• What this task involves
Only the lines from the one that contains "In this exercise you will mark the stone staircase" through the end of the entries, both included, should be transcribed, exactly and without pictures.

• Stored data
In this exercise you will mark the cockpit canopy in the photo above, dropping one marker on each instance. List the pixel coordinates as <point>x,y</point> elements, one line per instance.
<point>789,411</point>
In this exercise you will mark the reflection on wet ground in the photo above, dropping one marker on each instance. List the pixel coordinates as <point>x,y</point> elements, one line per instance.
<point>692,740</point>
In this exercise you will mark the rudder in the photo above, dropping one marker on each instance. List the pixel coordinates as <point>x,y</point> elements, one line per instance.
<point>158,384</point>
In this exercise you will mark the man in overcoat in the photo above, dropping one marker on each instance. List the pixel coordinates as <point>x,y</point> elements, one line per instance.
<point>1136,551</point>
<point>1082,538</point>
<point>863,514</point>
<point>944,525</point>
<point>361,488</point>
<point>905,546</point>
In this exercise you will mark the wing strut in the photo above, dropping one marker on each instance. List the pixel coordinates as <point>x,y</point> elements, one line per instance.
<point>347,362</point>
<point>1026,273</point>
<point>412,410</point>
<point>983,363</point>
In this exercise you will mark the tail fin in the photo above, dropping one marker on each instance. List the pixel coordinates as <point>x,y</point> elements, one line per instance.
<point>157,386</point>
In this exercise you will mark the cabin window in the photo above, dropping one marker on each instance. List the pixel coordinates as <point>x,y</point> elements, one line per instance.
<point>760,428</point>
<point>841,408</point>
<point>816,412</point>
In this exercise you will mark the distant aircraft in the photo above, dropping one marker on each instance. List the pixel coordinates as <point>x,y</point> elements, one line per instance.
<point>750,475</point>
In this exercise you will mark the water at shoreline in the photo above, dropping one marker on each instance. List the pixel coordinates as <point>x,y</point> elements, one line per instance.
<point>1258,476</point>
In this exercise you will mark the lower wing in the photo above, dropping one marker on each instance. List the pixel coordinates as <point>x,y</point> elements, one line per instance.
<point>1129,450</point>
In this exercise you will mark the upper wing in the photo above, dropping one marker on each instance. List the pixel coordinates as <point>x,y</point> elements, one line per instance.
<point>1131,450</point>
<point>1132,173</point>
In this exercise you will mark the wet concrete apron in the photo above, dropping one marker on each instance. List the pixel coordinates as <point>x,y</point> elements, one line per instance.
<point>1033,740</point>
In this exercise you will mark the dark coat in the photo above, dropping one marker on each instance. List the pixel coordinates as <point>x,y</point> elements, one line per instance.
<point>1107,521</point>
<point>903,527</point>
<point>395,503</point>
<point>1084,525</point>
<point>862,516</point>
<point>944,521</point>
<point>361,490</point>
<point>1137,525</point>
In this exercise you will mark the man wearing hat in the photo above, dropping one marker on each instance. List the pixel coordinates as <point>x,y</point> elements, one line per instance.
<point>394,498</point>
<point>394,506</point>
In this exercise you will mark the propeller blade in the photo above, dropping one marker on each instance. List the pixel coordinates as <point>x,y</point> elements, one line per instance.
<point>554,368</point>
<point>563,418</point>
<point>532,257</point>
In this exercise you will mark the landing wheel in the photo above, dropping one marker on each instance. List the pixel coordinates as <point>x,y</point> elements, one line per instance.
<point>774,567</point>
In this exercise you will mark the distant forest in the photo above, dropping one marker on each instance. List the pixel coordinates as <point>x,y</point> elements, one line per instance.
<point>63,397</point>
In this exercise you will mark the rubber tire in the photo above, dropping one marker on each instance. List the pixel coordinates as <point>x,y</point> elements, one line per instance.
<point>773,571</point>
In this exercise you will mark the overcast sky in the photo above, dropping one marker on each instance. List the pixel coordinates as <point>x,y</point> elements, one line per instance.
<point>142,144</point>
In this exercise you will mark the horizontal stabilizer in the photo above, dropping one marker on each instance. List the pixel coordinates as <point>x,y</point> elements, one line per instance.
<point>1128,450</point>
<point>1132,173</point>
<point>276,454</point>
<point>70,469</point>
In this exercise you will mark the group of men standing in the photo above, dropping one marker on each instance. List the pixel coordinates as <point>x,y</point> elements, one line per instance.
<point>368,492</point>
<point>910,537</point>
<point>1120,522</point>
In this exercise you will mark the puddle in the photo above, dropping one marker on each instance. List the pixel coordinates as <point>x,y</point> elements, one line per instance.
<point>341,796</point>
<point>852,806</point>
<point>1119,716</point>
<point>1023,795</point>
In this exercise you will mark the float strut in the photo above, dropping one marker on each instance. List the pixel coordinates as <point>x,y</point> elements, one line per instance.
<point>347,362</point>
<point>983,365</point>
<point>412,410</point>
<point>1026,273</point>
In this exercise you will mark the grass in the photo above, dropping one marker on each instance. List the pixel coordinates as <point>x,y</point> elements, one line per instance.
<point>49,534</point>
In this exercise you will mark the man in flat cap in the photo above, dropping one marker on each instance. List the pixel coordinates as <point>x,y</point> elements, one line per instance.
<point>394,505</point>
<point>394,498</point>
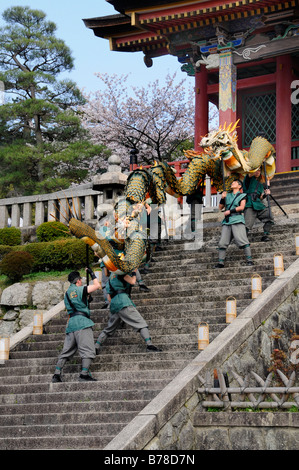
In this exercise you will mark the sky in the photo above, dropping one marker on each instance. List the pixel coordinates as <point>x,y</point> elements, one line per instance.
<point>90,53</point>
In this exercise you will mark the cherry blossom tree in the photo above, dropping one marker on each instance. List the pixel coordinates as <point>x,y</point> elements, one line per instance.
<point>154,119</point>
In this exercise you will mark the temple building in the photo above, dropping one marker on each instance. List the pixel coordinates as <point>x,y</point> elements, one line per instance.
<point>244,57</point>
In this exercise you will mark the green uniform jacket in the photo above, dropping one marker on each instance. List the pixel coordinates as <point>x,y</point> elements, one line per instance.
<point>120,300</point>
<point>78,297</point>
<point>231,202</point>
<point>253,189</point>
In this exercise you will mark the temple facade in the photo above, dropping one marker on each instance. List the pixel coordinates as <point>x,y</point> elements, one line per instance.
<point>243,55</point>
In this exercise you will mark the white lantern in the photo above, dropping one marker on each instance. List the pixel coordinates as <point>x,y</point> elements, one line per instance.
<point>38,324</point>
<point>203,335</point>
<point>231,309</point>
<point>278,264</point>
<point>98,275</point>
<point>256,286</point>
<point>4,348</point>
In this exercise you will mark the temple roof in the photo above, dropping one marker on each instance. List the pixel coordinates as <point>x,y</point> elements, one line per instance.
<point>173,27</point>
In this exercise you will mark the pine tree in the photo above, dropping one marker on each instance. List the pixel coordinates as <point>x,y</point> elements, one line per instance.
<point>40,121</point>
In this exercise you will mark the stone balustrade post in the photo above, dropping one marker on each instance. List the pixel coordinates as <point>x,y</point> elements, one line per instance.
<point>27,214</point>
<point>63,211</point>
<point>3,216</point>
<point>89,207</point>
<point>51,211</point>
<point>15,215</point>
<point>39,213</point>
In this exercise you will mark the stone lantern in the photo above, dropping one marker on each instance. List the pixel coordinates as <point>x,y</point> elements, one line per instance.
<point>111,184</point>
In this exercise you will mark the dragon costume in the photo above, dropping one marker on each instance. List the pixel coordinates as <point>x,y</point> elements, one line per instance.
<point>123,248</point>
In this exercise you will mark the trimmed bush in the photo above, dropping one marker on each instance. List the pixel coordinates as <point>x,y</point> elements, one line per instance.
<point>10,236</point>
<point>16,264</point>
<point>49,231</point>
<point>4,250</point>
<point>58,255</point>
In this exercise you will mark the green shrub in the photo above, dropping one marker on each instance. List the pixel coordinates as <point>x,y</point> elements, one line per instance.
<point>58,255</point>
<point>49,231</point>
<point>4,249</point>
<point>16,264</point>
<point>10,236</point>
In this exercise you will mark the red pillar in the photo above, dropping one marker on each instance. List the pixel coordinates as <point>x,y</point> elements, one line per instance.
<point>201,106</point>
<point>227,88</point>
<point>283,113</point>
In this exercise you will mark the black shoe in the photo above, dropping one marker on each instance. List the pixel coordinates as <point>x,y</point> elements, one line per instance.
<point>56,378</point>
<point>152,348</point>
<point>144,288</point>
<point>159,248</point>
<point>144,271</point>
<point>86,378</point>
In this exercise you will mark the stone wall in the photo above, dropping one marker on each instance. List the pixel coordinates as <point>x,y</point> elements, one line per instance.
<point>192,428</point>
<point>21,301</point>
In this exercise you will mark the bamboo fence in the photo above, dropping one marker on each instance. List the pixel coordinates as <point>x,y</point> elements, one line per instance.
<point>216,392</point>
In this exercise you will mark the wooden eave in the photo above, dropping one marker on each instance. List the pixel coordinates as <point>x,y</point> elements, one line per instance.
<point>150,25</point>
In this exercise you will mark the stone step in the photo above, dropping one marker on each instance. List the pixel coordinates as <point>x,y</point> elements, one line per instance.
<point>70,396</point>
<point>62,418</point>
<point>105,376</point>
<point>36,414</point>
<point>77,386</point>
<point>71,442</point>
<point>26,410</point>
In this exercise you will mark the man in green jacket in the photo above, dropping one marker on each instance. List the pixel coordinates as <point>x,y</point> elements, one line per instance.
<point>255,208</point>
<point>79,333</point>
<point>233,224</point>
<point>123,309</point>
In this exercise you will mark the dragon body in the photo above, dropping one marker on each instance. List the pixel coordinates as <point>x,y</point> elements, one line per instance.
<point>123,246</point>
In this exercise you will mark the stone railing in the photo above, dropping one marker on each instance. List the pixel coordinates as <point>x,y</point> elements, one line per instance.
<point>31,211</point>
<point>34,210</point>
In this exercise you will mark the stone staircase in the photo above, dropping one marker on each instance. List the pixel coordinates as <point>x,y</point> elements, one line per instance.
<point>185,290</point>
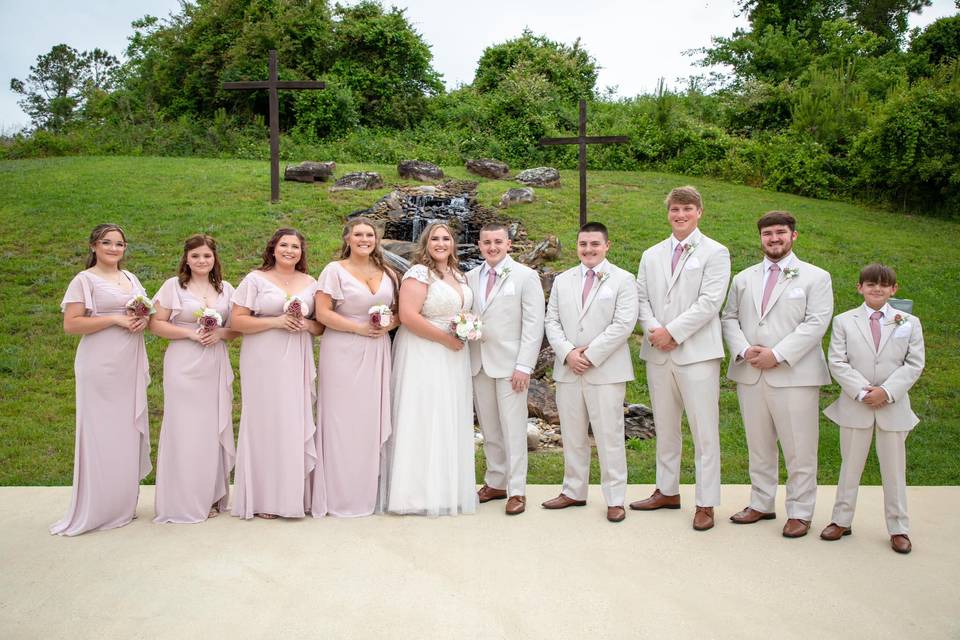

• Final answer
In this exercise you will mark the stone staircase in the photo above, dropping one marker on each instance. List the pixel coordinates as <point>x,y</point> elements, one line per instance.
<point>185,290</point>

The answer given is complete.